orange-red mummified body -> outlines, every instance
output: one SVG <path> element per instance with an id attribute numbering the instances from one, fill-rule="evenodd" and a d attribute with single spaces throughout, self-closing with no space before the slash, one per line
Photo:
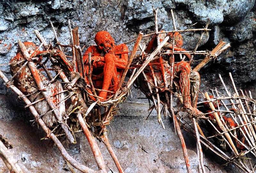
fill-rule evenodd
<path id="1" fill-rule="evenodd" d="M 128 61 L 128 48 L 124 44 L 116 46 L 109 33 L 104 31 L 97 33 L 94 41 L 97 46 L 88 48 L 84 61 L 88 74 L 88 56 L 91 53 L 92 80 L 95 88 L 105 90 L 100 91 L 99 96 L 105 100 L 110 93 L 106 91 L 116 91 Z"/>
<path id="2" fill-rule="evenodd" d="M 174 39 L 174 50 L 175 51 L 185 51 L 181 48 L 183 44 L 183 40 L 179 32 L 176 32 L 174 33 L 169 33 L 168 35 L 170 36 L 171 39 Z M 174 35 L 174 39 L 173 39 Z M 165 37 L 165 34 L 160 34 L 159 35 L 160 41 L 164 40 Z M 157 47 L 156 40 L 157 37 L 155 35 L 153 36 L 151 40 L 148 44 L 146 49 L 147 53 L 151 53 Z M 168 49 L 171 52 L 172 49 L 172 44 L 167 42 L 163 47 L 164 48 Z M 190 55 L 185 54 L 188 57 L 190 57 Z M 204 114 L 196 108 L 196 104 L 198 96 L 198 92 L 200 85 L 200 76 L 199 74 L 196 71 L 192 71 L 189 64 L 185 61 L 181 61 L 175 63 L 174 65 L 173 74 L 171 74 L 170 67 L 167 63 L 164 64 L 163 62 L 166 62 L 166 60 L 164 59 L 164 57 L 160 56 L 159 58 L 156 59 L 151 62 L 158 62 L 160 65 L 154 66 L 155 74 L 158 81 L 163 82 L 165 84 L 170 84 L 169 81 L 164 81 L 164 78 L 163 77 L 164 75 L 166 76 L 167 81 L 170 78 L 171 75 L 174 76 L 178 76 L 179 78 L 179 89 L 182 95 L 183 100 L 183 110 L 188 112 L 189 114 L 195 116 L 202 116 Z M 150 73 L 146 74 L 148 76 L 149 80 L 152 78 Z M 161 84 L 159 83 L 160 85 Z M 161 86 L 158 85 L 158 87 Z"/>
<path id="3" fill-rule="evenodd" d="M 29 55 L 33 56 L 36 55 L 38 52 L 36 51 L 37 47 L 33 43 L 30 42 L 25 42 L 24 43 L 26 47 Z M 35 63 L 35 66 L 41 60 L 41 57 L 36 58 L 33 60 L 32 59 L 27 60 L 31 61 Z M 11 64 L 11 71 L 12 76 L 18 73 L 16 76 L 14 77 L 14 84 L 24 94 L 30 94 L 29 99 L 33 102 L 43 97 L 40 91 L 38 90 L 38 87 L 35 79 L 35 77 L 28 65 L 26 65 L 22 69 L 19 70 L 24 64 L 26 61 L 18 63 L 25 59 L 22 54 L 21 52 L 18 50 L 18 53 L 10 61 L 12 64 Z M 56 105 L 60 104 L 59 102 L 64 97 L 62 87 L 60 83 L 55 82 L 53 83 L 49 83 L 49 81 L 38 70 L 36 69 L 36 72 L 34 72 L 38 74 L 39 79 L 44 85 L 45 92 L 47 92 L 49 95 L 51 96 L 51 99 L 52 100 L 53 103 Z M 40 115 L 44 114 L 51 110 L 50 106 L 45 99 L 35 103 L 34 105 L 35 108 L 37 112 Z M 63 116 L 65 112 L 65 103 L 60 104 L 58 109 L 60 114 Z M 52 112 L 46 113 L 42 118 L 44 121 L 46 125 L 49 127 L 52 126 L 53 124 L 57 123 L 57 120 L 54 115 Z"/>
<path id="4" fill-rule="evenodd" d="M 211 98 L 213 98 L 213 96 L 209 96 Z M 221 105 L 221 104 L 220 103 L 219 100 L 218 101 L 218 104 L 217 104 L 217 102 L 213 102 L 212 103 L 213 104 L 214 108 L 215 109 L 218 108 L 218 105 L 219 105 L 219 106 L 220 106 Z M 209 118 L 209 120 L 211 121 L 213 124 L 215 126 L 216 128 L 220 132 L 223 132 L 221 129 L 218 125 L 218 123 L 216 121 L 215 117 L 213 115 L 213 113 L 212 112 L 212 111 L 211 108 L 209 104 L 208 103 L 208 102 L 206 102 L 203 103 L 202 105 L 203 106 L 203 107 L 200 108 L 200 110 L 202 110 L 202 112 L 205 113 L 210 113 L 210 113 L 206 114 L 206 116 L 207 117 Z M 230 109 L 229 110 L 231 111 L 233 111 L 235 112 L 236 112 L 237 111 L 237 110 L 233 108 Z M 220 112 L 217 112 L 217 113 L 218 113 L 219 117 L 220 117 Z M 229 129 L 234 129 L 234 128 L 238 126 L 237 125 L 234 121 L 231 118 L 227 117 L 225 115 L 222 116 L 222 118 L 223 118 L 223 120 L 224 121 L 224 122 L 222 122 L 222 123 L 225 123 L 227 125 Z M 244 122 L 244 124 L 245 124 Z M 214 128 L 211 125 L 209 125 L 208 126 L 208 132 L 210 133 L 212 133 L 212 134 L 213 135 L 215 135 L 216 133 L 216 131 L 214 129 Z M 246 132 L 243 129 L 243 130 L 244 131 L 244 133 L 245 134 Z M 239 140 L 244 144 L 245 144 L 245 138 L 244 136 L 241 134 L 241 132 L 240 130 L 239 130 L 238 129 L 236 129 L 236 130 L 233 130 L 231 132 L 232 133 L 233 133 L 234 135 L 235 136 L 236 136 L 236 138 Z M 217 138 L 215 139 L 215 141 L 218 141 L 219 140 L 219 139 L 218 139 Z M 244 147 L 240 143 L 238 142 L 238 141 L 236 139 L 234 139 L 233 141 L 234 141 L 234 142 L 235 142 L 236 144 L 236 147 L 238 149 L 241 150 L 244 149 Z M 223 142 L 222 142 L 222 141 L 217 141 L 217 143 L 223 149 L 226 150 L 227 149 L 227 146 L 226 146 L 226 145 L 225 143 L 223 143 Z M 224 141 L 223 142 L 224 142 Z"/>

────────

Problem to solve >>
Copy the lines in the records above, from the line containing "fill-rule evenodd" through the line containing "128 61 L 128", both included, and change nothing.

Exercise output >>
fill-rule evenodd
<path id="1" fill-rule="evenodd" d="M 128 61 L 128 48 L 124 44 L 116 46 L 109 33 L 104 31 L 97 33 L 94 41 L 97 46 L 88 48 L 84 61 L 88 74 L 88 56 L 91 53 L 92 80 L 95 88 L 105 90 L 100 91 L 99 96 L 105 100 L 110 93 L 106 91 L 116 91 Z"/>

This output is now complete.